Short exercise. Please pull out each line below that contains the word "pencil" and copy it in full.

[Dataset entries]
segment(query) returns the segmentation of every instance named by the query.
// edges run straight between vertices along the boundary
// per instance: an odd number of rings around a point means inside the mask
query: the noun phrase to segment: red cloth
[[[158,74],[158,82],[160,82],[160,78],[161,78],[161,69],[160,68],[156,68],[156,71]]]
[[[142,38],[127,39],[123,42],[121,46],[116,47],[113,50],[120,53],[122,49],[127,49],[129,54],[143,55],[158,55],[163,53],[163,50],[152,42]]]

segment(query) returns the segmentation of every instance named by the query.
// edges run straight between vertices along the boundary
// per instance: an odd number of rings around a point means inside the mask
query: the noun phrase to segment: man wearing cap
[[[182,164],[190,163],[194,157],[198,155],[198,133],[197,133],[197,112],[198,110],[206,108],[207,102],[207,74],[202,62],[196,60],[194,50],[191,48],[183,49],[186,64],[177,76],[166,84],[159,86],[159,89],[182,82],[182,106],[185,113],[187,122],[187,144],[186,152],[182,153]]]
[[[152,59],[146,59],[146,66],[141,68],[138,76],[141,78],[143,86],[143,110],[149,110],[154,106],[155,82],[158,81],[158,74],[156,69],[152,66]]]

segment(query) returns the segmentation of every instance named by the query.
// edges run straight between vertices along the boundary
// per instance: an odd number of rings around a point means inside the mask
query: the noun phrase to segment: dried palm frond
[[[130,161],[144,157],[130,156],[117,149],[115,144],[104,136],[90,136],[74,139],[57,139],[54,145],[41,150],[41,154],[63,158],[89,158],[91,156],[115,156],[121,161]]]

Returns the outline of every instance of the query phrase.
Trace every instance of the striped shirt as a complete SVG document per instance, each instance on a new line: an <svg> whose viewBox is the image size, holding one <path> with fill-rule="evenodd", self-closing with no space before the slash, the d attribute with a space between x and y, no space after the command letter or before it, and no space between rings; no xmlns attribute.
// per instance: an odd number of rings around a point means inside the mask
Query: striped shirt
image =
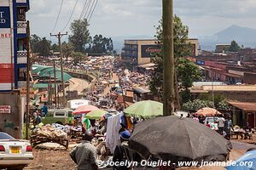
<svg viewBox="0 0 256 170"><path fill-rule="evenodd" d="M82 141L70 152L71 158L78 165L78 170L95 170L92 166L96 164L96 147L88 141Z"/></svg>

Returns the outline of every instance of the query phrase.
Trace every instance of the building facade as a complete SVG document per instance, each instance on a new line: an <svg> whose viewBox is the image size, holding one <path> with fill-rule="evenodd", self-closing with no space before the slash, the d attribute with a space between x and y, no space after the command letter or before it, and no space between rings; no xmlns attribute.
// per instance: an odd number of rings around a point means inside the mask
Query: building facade
<svg viewBox="0 0 256 170"><path fill-rule="evenodd" d="M191 56L198 56L198 39L189 39L191 45ZM151 62L151 54L160 52L161 47L155 39L125 40L121 57L125 65L139 66Z"/></svg>
<svg viewBox="0 0 256 170"><path fill-rule="evenodd" d="M29 0L0 0L0 129L20 139L26 110Z"/></svg>
<svg viewBox="0 0 256 170"><path fill-rule="evenodd" d="M26 88L29 0L0 1L0 92Z"/></svg>

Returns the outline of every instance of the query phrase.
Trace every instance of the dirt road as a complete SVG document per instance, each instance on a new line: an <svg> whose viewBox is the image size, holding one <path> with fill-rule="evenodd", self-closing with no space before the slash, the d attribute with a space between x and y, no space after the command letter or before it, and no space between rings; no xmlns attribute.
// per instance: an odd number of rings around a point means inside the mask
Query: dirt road
<svg viewBox="0 0 256 170"><path fill-rule="evenodd" d="M254 144L245 144L241 142L233 141L233 150L230 153L230 159L236 160L241 156L242 156L246 150L252 147L256 147ZM69 157L68 150L34 150L34 161L26 167L26 170L38 169L38 170L73 170L75 169L75 164ZM110 170L111 168L104 169ZM142 168L135 168L135 170L139 170ZM148 168L158 169L158 168ZM222 167L187 167L182 168L186 170L224 170Z"/></svg>

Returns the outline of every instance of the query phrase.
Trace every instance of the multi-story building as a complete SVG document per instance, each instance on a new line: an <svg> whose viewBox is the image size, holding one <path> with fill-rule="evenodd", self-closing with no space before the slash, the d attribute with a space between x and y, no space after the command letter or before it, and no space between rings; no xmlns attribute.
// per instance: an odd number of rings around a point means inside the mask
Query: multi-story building
<svg viewBox="0 0 256 170"><path fill-rule="evenodd" d="M191 56L198 55L198 39L189 39L188 43L191 45ZM122 49L122 59L125 65L142 65L150 63L151 54L160 52L160 46L155 39L143 40L125 40Z"/></svg>
<svg viewBox="0 0 256 170"><path fill-rule="evenodd" d="M26 87L29 0L0 1L0 91Z"/></svg>
<svg viewBox="0 0 256 170"><path fill-rule="evenodd" d="M0 129L22 134L26 110L29 0L0 0Z"/></svg>

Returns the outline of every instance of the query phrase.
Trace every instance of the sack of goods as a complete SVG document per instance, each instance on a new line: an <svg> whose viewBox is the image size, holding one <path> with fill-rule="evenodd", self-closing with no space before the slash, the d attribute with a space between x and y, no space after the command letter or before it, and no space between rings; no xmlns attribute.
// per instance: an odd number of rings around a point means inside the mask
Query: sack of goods
<svg viewBox="0 0 256 170"><path fill-rule="evenodd" d="M37 136L49 138L49 139L67 138L67 133L49 124L36 128L33 131L33 133L36 134Z"/></svg>

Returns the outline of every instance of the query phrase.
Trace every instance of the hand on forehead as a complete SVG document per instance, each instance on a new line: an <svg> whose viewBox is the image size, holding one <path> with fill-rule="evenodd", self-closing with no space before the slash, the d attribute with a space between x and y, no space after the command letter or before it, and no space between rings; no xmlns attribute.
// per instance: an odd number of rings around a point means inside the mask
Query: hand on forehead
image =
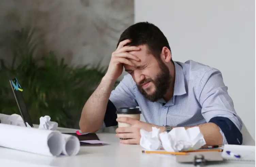
<svg viewBox="0 0 256 167"><path fill-rule="evenodd" d="M132 63L135 65L134 67L131 67L127 64L124 64L124 67L126 69L129 70L136 69L136 67L142 67L142 66L145 66L145 64L148 64L150 57L147 51L147 48L145 45L140 45L138 47L141 49L139 51L132 51L129 52L129 53L138 57L140 61L137 61L134 60L128 59Z"/></svg>

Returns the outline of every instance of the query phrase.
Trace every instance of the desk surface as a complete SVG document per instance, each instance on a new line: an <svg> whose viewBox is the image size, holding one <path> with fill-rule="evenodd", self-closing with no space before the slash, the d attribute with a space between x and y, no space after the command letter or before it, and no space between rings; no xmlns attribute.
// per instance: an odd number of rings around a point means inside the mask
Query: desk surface
<svg viewBox="0 0 256 167"><path fill-rule="evenodd" d="M59 128L63 132L74 132L76 130ZM141 153L139 145L121 144L114 134L98 133L100 140L109 144L100 146L82 146L78 154L74 156L49 157L0 147L0 166L37 167L186 167L192 164L176 162L171 155ZM236 162L222 163L206 166L255 166L255 163Z"/></svg>

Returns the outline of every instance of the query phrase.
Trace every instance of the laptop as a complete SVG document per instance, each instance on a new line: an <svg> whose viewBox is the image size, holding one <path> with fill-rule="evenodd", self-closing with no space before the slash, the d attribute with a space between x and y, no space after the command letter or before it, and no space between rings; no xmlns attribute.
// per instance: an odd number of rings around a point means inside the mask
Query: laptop
<svg viewBox="0 0 256 167"><path fill-rule="evenodd" d="M33 128L34 126L31 117L27 109L22 95L23 91L26 91L26 90L23 90L20 85L19 84L18 80L16 77L12 79L10 79L10 82L24 124L27 127L28 126L26 124L26 123L27 123L30 127ZM39 118L38 118L38 119L39 119ZM95 133L89 133L84 135L78 135L76 133L62 133L76 136L78 138L80 141L93 140L99 140L99 138ZM81 146L98 146L102 145L102 144L92 144L80 142L80 145Z"/></svg>

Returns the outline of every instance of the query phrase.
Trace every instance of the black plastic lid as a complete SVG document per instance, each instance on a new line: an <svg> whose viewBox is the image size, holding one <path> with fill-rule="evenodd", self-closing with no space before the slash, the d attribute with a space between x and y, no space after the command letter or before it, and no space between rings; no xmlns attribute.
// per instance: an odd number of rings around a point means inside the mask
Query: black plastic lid
<svg viewBox="0 0 256 167"><path fill-rule="evenodd" d="M124 107L117 109L116 114L141 114L140 109L136 107Z"/></svg>

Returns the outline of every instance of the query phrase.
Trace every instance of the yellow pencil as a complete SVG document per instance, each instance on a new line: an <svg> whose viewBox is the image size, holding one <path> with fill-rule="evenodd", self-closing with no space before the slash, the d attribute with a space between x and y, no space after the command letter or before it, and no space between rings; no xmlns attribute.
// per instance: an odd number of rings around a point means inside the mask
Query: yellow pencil
<svg viewBox="0 0 256 167"><path fill-rule="evenodd" d="M219 151L221 152L222 151L222 150L216 149L216 150L192 150L191 151L184 151L185 152L207 152L207 151Z"/></svg>
<svg viewBox="0 0 256 167"><path fill-rule="evenodd" d="M142 151L143 153L156 153L157 154L167 154L173 155L187 155L188 153L184 152L169 152L168 151Z"/></svg>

Complete answer.
Trace every instance of the yellow pencil as a complete SVG document per instance, each instance on a new line: an <svg> whose viewBox is the image size, holding one <path> with fill-rule="evenodd", self-closing with no space before the slash, the d attribute with a space between x and y, no space after the command letter or before it, and no space between rings; no xmlns attribute.
Query: yellow pencil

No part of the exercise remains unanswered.